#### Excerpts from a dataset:
######

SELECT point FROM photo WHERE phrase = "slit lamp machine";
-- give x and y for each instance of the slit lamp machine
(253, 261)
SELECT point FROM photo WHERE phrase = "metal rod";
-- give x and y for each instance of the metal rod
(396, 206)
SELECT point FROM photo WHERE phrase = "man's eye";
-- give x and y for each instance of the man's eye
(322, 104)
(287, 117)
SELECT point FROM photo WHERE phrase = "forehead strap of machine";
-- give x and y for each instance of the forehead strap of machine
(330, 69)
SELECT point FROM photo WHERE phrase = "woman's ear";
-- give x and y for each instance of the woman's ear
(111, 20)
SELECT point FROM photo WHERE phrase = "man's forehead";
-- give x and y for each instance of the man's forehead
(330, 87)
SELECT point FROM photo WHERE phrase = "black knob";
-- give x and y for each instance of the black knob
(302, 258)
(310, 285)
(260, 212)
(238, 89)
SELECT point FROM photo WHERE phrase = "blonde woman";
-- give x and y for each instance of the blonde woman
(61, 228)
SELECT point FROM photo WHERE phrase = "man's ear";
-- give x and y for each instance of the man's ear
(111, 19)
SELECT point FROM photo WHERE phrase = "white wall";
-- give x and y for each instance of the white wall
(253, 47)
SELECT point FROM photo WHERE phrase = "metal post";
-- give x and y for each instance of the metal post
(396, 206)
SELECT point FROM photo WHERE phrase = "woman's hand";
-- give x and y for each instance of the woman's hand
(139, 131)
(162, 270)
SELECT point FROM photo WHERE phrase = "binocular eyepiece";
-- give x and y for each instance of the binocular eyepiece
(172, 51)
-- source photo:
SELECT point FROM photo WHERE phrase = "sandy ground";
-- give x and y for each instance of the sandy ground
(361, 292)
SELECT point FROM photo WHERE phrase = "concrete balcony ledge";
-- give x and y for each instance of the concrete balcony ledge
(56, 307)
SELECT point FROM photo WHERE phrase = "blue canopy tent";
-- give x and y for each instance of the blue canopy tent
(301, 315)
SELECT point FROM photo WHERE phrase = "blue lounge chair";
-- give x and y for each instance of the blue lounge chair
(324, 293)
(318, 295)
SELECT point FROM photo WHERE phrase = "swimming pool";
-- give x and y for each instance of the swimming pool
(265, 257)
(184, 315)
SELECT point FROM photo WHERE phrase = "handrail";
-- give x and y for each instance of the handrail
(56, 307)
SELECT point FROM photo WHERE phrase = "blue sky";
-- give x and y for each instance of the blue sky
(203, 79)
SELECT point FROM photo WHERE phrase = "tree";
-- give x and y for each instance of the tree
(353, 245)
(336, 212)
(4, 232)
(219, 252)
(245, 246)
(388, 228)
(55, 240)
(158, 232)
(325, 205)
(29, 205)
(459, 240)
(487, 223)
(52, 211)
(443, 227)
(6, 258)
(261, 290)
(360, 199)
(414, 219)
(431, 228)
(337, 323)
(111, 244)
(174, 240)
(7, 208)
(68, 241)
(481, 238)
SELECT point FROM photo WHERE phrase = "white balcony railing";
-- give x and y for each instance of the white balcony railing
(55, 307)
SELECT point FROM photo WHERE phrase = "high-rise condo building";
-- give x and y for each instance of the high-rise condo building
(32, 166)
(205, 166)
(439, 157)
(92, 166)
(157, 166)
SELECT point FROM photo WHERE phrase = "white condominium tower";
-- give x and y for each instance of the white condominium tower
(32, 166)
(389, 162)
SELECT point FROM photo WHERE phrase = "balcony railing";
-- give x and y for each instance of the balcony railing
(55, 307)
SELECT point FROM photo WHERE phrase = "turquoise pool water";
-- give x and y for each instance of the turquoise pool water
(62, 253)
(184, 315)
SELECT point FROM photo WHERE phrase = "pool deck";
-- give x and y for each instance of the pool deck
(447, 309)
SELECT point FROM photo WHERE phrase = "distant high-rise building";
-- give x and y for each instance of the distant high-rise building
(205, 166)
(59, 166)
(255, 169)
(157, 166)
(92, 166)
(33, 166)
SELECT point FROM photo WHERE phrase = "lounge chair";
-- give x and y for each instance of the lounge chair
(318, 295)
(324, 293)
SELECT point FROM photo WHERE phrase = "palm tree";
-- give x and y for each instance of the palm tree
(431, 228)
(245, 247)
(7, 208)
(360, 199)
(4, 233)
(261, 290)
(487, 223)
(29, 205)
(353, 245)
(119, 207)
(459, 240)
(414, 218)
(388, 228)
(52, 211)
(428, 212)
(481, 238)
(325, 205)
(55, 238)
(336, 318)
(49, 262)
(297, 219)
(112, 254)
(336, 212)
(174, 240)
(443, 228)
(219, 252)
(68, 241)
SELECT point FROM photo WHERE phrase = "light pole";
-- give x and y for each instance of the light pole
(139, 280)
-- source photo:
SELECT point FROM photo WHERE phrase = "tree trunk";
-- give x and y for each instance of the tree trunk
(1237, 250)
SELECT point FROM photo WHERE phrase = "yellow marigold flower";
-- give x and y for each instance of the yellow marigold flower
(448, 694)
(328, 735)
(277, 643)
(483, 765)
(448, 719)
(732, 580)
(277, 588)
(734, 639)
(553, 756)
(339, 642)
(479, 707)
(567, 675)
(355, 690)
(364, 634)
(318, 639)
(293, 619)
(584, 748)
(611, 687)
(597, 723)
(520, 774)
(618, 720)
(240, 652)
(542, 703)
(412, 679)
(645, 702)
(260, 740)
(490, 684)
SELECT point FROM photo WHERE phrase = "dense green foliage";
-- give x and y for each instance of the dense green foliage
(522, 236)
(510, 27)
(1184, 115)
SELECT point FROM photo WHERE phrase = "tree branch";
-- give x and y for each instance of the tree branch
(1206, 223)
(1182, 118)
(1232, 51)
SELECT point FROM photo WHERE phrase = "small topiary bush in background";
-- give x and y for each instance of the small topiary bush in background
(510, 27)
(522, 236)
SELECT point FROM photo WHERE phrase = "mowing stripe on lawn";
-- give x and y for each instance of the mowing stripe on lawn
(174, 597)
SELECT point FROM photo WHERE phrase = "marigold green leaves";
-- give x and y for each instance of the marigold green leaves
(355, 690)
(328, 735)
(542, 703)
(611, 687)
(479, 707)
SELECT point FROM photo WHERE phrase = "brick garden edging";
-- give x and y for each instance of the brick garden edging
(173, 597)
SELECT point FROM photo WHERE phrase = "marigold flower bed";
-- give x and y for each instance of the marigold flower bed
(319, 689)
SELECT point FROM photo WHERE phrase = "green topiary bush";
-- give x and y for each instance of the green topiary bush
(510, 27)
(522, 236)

######

#### What you have to do:
Every line of data must be returned unchanged.

#### Task response:
SELECT point FROM photo WHERE phrase = "slit lamp machine";
-- give x and y for each instance of the slit lamp machine
(253, 261)
SELECT point FROM photo WHERE phrase = "metal rod";
-- give x and y for each instance of the metal rod
(396, 206)
SELECT point FROM photo WHERE phrase = "man's eye";
-- give x and y for each instance of the man's eye
(322, 104)
(287, 117)
SELECT point FROM photo WHERE phrase = "forehead strap of machine";
-- give x and y for each instance of the forehead strap of machine
(330, 69)
SELECT point FROM photo WHERE phrase = "woman's ear";
-- give x and y for each instance of the woman's ear
(111, 20)
SELECT point FROM photo WHERE phrase = "man's forehead";
-- give x and y for each instance of the man's forehead
(330, 87)
SELECT point FROM photo WHERE phrase = "black knob";
-- give x and y for each instance of the black knob
(302, 258)
(310, 285)
(260, 212)
(238, 89)
SELECT point FROM photo WHERE phrase = "blonde woman";
-- give x and y for each instance of the blonde woman
(61, 228)
SELECT point FROM photo WHERE phrase = "man's ear";
-- give x and y for each instance of the man's ear
(111, 19)
SELECT point FROM photo WHERE phrase = "white wall";
-- give x and y for each instance of the white wall
(253, 47)
SELECT point FROM photo WHERE phrase = "metal post";
-- give x and y for each instance of the metal post
(396, 206)
SELECT point FROM photo WHERE phrase = "woman's hand";
-- give x and y for each instance of the woman's hand
(139, 131)
(162, 270)
SELECT point FROM photo WHERE phrase = "binocular eyepiece";
-- give x and y for each instance of the binocular eyepiece
(172, 51)
-- source photo:
SELECT point FROM photo WHERE phrase = "sandy ground";
-- give x and y for each instance of the sandy ground
(361, 292)
SELECT point FROM photo WHERE phrase = "concrete balcony ledge";
-- give x and y for each instance of the concrete balcony ledge
(56, 307)
SELECT point FROM photo WHERE phrase = "blue canopy tent";
-- give x and y for each instance of the blue canopy tent
(301, 315)
SELECT point FROM photo WHERE phrase = "blue lounge chair";
-- give x and y for each instance of the blue lounge chair
(324, 293)
(318, 295)
SELECT point FROM photo WHERE phrase = "swimming pool";
-- give x and y for each instance of the swimming pool
(265, 257)
(184, 315)
SELECT point FROM photo WHERE phrase = "handrail";
-- give x and y for each instance of the handrail
(56, 307)
SELECT point FROM photo WHERE phrase = "blue sky";
-- give x and y for each instance of the blue sky
(203, 79)
SELECT point FROM photo WHERE phrase = "tree";
-- give x and y for each instance of the tree
(353, 245)
(336, 212)
(4, 232)
(219, 252)
(245, 246)
(388, 228)
(55, 240)
(158, 232)
(325, 205)
(29, 205)
(459, 240)
(487, 223)
(52, 211)
(443, 227)
(6, 258)
(261, 290)
(360, 199)
(414, 219)
(431, 228)
(337, 323)
(111, 244)
(174, 240)
(7, 208)
(68, 241)
(481, 238)
SELECT point FROM photo WHERE phrase = "white balcony railing";
-- give x and y for each instance of the white balcony railing
(55, 307)
SELECT point FROM photo WHERE phrase = "high-rise condo building";
-- give x and y for each instance of the high-rise condo building
(32, 166)
(205, 166)
(439, 157)
(92, 166)
(157, 166)
SELECT point FROM photo WHERE phrase = "white condominium tower";
-- give x and y for each instance of the white condominium tower
(32, 166)
(389, 162)
SELECT point FROM photo WHERE phrase = "balcony railing";
-- give x and y for each instance of the balcony railing
(55, 307)
SELECT point FROM photo WHERE phrase = "turquoise pool water";
-- give x and y for each instance of the turquoise pool water
(62, 253)
(184, 315)
SELECT point FROM photo WHERE phrase = "pool deck";
-- give x and y for each instance of the pool deck
(447, 309)
SELECT point FROM photo WHERE phrase = "distant high-rise building";
-- give x and y for each instance of the distant high-rise building
(205, 166)
(59, 166)
(255, 169)
(157, 166)
(92, 166)
(33, 166)
SELECT point FROM photo WHERE phrase = "lounge chair";
-- give x and y for each instance of the lounge chair
(318, 295)
(324, 293)
SELECT point FROM photo WHERE phrase = "palm tree";
-- give x and y for each instance of the palm tree
(431, 228)
(245, 247)
(7, 208)
(360, 199)
(4, 233)
(261, 290)
(487, 223)
(29, 205)
(353, 245)
(119, 207)
(459, 240)
(414, 218)
(388, 228)
(52, 211)
(428, 212)
(481, 238)
(325, 205)
(55, 238)
(336, 318)
(49, 262)
(297, 219)
(112, 254)
(336, 212)
(174, 240)
(443, 228)
(219, 252)
(68, 241)
SELECT point FROM photo WHERE phrase = "light pole";
-- give x and y for each instance of the light pole
(139, 280)
-- source photo:
SELECT point FROM photo WHERE phrase = "tree trunk";
-- give x and y for each instance of the tree trunk
(1237, 250)
SELECT point FROM photo WHERE phrase = "yellow marigold flower";
-- give x and y for each instance of the yellow marigold flower
(448, 694)
(328, 735)
(277, 643)
(483, 765)
(448, 719)
(732, 580)
(277, 588)
(734, 639)
(553, 756)
(339, 642)
(479, 707)
(567, 675)
(355, 690)
(364, 634)
(318, 639)
(293, 619)
(584, 748)
(611, 687)
(597, 723)
(520, 774)
(618, 720)
(240, 652)
(542, 703)
(412, 679)
(645, 702)
(260, 740)
(490, 684)
SELECT point FROM photo WHERE phrase = "dense green foliage";
-- give x and y for each instance of the dense green foliage
(522, 236)
(510, 27)
(1184, 115)
SELECT point FROM photo WHERE phrase = "tree branch";
-- give x and y for each instance of the tree branch
(1206, 223)
(1182, 118)
(1232, 51)
SELECT point FROM photo WHERE phrase = "small topiary bush in background";
-- give x and y for each instance of the small topiary bush in background
(510, 27)
(522, 236)
SELECT point FROM photo WHERE phrase = "mowing stripe on lawn";
-- give x and y for each instance of the mowing stripe on lawn
(174, 597)
SELECT point FROM photo WHERE phrase = "marigold green leaves";
-- give x and y for each instance of the marigold green leaves
(355, 690)
(328, 735)
(542, 703)
(611, 687)
(479, 707)
SELECT point FROM photo WHERE phrase = "brick garden edging";
-- give x and y for each instance of the brick garden edging
(173, 597)
SELECT point FROM photo WHERE phrase = "marigold flower bed";
-- give x and y for each instance of the marigold flower bed
(319, 689)
SELECT point FROM photo WHERE phrase = "green topiary bush";
-- give x and y for each instance of the green topiary bush
(510, 27)
(522, 236)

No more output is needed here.